Entries taken from a collection:
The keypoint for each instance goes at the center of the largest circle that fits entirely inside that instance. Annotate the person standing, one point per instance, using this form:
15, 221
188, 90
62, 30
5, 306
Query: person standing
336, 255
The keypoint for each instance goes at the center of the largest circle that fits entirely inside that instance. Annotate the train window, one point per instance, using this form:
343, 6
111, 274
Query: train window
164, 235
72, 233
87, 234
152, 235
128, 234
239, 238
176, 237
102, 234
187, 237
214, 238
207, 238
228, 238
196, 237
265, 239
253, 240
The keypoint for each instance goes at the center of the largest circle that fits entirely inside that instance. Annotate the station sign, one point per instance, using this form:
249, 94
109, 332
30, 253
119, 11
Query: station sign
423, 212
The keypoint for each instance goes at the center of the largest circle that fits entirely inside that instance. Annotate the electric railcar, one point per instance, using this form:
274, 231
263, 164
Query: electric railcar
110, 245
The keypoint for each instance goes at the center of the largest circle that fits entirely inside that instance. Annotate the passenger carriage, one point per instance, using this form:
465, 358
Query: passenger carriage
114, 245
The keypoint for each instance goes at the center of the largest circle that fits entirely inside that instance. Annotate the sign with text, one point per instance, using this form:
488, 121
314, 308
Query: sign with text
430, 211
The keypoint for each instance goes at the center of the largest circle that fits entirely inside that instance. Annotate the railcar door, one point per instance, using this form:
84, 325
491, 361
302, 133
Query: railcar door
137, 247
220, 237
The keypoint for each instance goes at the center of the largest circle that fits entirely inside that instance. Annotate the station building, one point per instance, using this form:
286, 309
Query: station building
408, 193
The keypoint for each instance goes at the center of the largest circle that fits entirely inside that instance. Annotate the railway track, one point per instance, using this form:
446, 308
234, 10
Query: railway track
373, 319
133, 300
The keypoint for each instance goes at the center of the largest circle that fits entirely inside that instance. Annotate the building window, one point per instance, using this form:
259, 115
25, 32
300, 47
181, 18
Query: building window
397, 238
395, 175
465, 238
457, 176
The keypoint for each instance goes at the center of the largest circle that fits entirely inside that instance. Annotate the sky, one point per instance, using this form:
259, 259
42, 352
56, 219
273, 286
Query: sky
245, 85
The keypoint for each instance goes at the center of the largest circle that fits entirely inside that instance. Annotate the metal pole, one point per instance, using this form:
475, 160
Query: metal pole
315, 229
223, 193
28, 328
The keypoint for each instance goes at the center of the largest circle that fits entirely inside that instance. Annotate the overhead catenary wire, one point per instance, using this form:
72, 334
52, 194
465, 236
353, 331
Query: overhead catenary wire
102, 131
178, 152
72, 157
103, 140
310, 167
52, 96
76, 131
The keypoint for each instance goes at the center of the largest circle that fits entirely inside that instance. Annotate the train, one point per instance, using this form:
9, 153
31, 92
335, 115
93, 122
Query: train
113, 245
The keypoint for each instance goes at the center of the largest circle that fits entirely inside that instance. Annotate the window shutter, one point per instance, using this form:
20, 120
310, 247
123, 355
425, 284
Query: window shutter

WHAT YOU HAVE TO DO: Copy out every line of the data in which the word "shutter" is found.

ANSWER SECTION:
The keypoint for each instance goes at the center of the largest circle that fits entirely inside that instance. Annotate the window shutter, one point per instance, using this form:
Query: window shutter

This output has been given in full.